Can the data below be echoed back word for word?

####################

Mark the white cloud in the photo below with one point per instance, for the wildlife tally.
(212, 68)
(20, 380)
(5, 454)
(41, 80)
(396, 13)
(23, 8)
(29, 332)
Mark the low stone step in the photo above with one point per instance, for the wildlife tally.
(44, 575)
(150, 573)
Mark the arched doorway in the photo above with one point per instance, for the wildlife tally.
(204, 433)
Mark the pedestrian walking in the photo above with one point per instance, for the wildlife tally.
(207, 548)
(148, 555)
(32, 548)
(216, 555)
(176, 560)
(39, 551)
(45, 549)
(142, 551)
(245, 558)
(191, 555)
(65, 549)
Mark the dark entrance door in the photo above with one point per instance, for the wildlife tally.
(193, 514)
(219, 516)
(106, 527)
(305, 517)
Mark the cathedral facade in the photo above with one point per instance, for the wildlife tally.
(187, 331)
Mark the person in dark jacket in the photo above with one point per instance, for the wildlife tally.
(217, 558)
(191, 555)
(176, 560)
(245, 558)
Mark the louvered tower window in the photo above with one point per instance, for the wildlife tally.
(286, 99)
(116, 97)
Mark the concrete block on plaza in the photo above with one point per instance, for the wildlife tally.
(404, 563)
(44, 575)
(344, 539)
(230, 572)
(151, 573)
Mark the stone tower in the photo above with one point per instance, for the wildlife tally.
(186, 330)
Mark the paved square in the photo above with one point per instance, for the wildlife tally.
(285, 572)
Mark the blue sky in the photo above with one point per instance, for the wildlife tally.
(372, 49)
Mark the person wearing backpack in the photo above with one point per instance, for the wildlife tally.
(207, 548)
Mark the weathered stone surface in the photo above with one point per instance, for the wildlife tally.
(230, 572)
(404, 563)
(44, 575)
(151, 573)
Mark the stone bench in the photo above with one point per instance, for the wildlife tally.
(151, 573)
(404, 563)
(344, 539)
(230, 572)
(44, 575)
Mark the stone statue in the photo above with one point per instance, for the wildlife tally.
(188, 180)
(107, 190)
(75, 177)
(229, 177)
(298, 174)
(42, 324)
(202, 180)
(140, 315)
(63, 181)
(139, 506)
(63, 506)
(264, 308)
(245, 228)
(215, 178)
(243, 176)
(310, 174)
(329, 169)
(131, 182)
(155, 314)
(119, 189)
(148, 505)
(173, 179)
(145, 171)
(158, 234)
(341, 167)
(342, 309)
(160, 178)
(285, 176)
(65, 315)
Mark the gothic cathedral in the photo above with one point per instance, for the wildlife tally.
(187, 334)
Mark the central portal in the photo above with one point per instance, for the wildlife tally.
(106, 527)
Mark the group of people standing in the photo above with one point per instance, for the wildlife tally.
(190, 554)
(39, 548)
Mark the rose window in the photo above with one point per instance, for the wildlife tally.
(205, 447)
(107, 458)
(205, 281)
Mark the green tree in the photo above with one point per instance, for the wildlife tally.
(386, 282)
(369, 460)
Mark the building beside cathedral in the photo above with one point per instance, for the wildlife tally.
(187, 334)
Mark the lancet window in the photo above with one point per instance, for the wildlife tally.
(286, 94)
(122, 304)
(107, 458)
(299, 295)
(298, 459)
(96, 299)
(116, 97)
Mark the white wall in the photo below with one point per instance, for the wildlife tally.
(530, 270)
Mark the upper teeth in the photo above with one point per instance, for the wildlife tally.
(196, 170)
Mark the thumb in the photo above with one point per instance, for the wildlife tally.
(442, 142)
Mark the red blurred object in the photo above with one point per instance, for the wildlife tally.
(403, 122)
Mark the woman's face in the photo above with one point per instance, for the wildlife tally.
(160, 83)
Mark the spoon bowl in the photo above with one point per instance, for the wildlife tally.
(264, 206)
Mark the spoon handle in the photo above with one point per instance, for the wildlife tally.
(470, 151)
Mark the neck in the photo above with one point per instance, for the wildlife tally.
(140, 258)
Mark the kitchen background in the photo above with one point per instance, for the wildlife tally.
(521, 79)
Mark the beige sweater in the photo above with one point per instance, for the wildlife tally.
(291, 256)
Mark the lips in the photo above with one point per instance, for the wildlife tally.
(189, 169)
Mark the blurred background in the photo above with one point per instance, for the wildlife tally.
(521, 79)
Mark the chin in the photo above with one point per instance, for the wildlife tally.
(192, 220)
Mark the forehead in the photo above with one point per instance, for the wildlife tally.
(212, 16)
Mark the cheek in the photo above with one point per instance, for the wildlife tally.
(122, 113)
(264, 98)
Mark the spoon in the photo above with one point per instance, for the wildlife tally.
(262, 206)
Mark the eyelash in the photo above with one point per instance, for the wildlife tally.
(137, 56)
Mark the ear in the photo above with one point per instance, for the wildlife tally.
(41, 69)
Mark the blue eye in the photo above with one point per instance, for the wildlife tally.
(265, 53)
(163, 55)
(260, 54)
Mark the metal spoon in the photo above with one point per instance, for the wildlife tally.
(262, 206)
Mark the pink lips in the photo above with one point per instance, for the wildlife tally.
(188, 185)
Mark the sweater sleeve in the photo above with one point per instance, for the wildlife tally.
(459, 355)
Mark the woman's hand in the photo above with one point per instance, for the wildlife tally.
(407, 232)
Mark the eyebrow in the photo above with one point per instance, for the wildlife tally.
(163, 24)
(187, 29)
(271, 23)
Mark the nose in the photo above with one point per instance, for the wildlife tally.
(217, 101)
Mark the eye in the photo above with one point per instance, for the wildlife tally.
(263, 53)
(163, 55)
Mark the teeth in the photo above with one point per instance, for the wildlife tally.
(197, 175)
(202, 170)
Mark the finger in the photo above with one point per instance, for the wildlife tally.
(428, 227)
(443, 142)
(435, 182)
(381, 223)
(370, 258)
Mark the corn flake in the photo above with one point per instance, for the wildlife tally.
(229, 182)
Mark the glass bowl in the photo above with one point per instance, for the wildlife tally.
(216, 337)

####################

_EXPECTED OUTPUT_
Mark the white cloud in the photo below with one point per instance, for the wildlife tally.
(212, 68)
(20, 380)
(5, 454)
(41, 80)
(396, 13)
(23, 8)
(29, 332)
Mark the low stone step in the photo above with one point per instance, for the wildlife tally.
(44, 575)
(150, 573)
Mark the arched doorway in the photo above with one point per instance, for the wildlife tally.
(204, 433)
Mark the pedestrian walking in the photo above with one point per instance, for the wildlife tally.
(207, 548)
(148, 555)
(32, 548)
(216, 555)
(176, 560)
(39, 551)
(45, 549)
(142, 551)
(245, 558)
(191, 555)
(65, 549)
Mark the dark entrance door in the photo above with one point per instance, for the wildlife tally.
(193, 514)
(219, 516)
(106, 527)
(305, 517)
Mark the cathedral facade in the photo above with one point per instance, for the wildlife tally.
(187, 331)
Mark the person in dark jacket in the photo above with one point per instance, for the wildlife tally.
(217, 558)
(191, 555)
(176, 560)
(245, 558)
Mark the louvered tower window in the photo above with one point per instance, for the wildlife tally.
(286, 99)
(116, 97)
Mark the concrete block on plaza in the photo above with one point per instance, for the wildlife tally.
(404, 563)
(44, 575)
(344, 539)
(230, 572)
(151, 573)
Mark the stone tower in the photo above with one point per instance, for the wildlife tally.
(186, 330)
Mark the paved square in the photo above with one point per instance, for the wildlife tally.
(285, 572)
Mark the blue sky in the photo above with one point per instance, for the wildlife tally.
(372, 49)
Mark the person wearing backpack in the photo above with one point per instance, for the wildlife tally.
(207, 548)
Mark the weathered stone surface in the photo above with one point per instance, for the wildlife tally.
(230, 572)
(404, 563)
(44, 575)
(151, 573)
Mark the stone bench in the photo above with one point per instance, for the wildlife tally.
(151, 573)
(404, 563)
(344, 539)
(230, 572)
(44, 575)
Mark the stone statue in the photo above with one point per instance, for the wildlife tally.
(188, 180)
(107, 190)
(75, 177)
(229, 177)
(298, 174)
(42, 324)
(202, 180)
(140, 315)
(63, 181)
(139, 506)
(63, 506)
(264, 308)
(245, 228)
(215, 178)
(243, 176)
(310, 174)
(329, 169)
(131, 182)
(155, 314)
(119, 189)
(148, 505)
(173, 179)
(145, 171)
(158, 234)
(341, 167)
(342, 309)
(160, 178)
(285, 176)
(65, 315)
Mark the gothic cathedral in the photo above with one point per instance, for the wildlife tally.
(187, 334)
Mark the central portal in the photo above with one point per instance, for the wildlife tally.
(106, 527)
Mark the group of people standing in the photo above with one point per instance, for the wildlife tally.
(190, 554)
(39, 548)
Mark the rose window in the photo above with one point per instance, for the wildlife tally.
(205, 447)
(107, 458)
(205, 281)
Mark the green tree in the photo above with one point per instance, for the wildlife tally.
(386, 282)
(369, 460)
Mark the building beside cathedral in the photo above with one point per instance, for the wildlife tally.
(187, 334)
Mark the lancet window in the photo above with one point per instance, for the wildlife tally.
(286, 94)
(122, 304)
(107, 458)
(299, 295)
(298, 459)
(96, 299)
(116, 97)
Mark the white wall in the photo below with one point per instance, for the wildlife tally.
(530, 270)
Mark the upper teeth in the photo above with one point per instance, for the wildlife tally.
(196, 170)
Mark the thumb in the photo above with one point per instance, for the wildlife tally.
(442, 142)
Mark the red blurred object in the photo above with one point per instance, for the wildlife tally.
(403, 122)
Mark the woman's face in the photo above with one point per instance, for the wildlife tally.
(160, 83)
Mark the spoon bowl in the photo above with one point per instance, for the wildlife tally.
(264, 206)
Mark the spoon handle in the photo above with one point per instance, for the wildlife tally.
(470, 151)
Mark the neck in the photo above with one point per instance, for the wildlife tally.
(140, 258)
Mark the kitchen background in the photo above with one point per instance, for the wildlife tally.
(521, 79)
Mark the beige sweater in the photo above with one point per instance, for the wildlife tally.
(291, 256)
Mark the lips in the photo above with one point per instance, for the wildlife tally.
(189, 169)
Mark the blurred background in the photo above with one point per instance, for the wildlife tally.
(521, 79)
Mark the chin in the photo above with one point per instance, for the wildlife tally.
(192, 220)
Mark the forehead in the photo above with one point per instance, for the wildlife tally.
(212, 16)
Mark the cheek in the photo above with one point per instance, for the wildlife tally.
(122, 113)
(264, 98)
Mark the spoon in the photo above with one point per instance, for the wildlife tally.
(262, 206)
Mark the eyelash in the photo above with one point per instance, for the wildlife tally.
(137, 56)
Mark the ear in the photo above with one point per instance, for the wildlife tally.
(41, 69)
Mark the blue eye in the photo above with one point per instance, for the wildlife tally.
(265, 53)
(163, 55)
(260, 54)
Mark the metal spoon in the photo above with one point per instance, for the wildlife tally.
(262, 206)
Mark the pink lips in the photo above with one point per instance, for the wildlife tally.
(188, 185)
Mark the sweater sleeve in the photo above with one point per instance, for the wildlife tally.
(459, 355)
Mark the woman's hand in the photo above with one point per instance, for the wildlife tally.
(407, 232)
Mark the eyebrow in the photo above with one point per instance, for the wildlife tally.
(163, 24)
(187, 29)
(271, 23)
Mark the nose in the photo above with one point per instance, for the wildlife tally.
(217, 101)
Mark the eye in the photo above with one point per instance, for the wildlife tally.
(263, 53)
(163, 55)
Mark the teeth in the photo above with one point per instance, for the wildlife tally.
(197, 175)
(202, 170)
Mark the finger in the photo above with one point per instance, for the wildlife tally.
(428, 227)
(443, 142)
(435, 182)
(381, 223)
(370, 258)
Mark the corn flake in the photo above with one point per instance, for the wildlife tally.
(229, 182)
Mark the glass bowl in the photo above with one point per instance, for the wildlife tally.
(216, 337)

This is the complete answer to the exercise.